▶ **EXCERTO FORNECIDO**
++++++
Tradução: «arrondissement»

Pois sabem, mas

 

 

      «Ela pode aqui dispor dos fastos do Império Centro-Africano e do orçamento ilimitado para compras que lhe foi atribuído. Várias vezes por semana, a direção é Paris e o seu VIII Bairro, com um só desejo a satisfazer, o do luxo francês» (Mulheres de Ditadores, Diane Ducret. Tradução de Oscar Mascarenhas. Lisboa: Publicações Dom Quixote, 2011, p. 194).

     Claro que é facílimo traduzir «arrondissement», ora essa. O problema é que, quando se refere aos bairros numerados de Paris, normalmente os tradutores preferem manter no original, vá-se lá saber porquê: 16e arrondissement, 14e arrondissement... Oscar Mascarenhas, honra lhe seja, não caiu nessa patetice.

 

  [Texto 3814]

Léxico: «vermelho-tijolo»

Ora, não custa nada

 

 

      «O rosto vermelho-tijolo, o grande bigode castanho, os olhos azuis, o aspecto feroz e marcial!» (Na Síria. Conta-me cá como Vives, Agatha Christie Mallowan. Tradução de Margarida Periquito. Lisboa: Tinta-da-China, 2010, p. 120).

    Não estava, até ontem, no Dicionário da Língua Portuguesa da Porto Editora; agora, depois da minha sugestão para o incluírem, já lá o podemos ver.

 

  [Texto 3813]

Léxico: «verde-limão»

Todas as cores

 

 

   «O dia amanhecera com uma bruma que o chefe dos jardineiros anunciara, qual profeta, que era presságio de temperaturas quentes, e as árvores, que tinham perdido os primeiros rebentos macios de folhas verde-lima da primavera, exibiam agora uma folhagem luxuriante, enquanto os canteiros de flores estivais e o rio cintilante se aliavam numa celebração viva da beleza e da plenitude» (Morte em Pemberley, P. D. James. Tradução de Tânia Ganho. Porto: Porto Editora, 2013, pp. 291-92).
++++++
▶ **DADOS FORNECIDOS**

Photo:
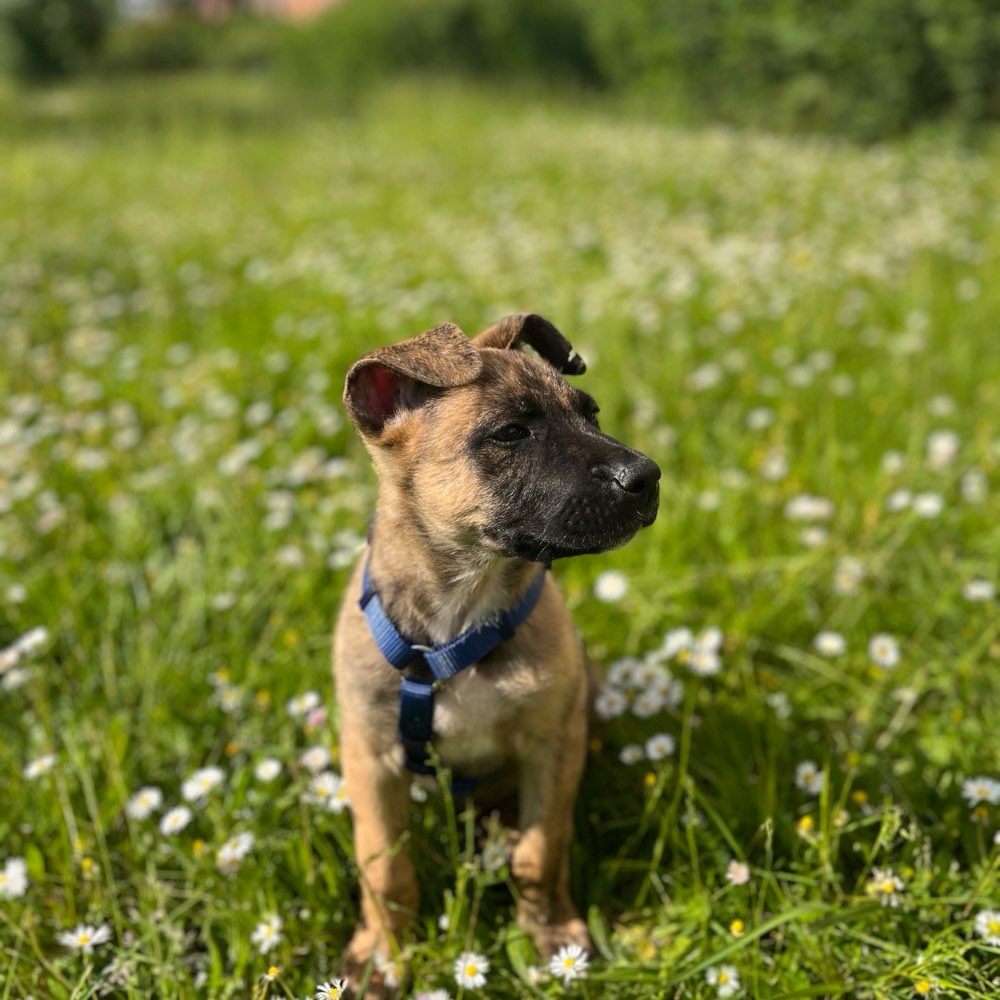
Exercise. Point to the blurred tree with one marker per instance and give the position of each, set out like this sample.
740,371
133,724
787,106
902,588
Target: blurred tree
52,38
++++++
▶ **TAREFAS ESCRITAS**
• 1. Responda às perguntas seguintes com base no excerto fornecido:
(a) Com que palavra traduziu Oscar Mascarenhas o termo «arrondissement» na citação de Mulheres de Ditadores?
(b) Em que dicionário não constava «vermelho-tijolo» até ao dia anterior ao do texto?
(c) Quem assina a tradução de Morte em Pemberley?
• 2. Converta as linhas da listagem numa tabela Markdown com as colunas «n», para o número sequencial, e «Linha», para o texto de cada linha, omitindo as linhas em branco. Deixe as imagens fora da resposta.

▶ **RESPOSTAS ESCRITAS**
• 1.
(a) Bairro («VIII Bairro»).
(b) No Dicionário da Língua Portuguesa da Porto Editora.
(c) Tânia Ganho.

• 2.
| n | Linha |
|---|---|
| 1 | Photo: |
| 2 | Exercise. Point to the blurred tree with one marker per instance and give the position of each, set out like this sample. |
| 3 | 740,371 |
| 4 | 133,724 |
| 5 | 787,106 |
| 6 | 902,588 |
| 7 | Target: blurred tree |
| 8 | 52,38 |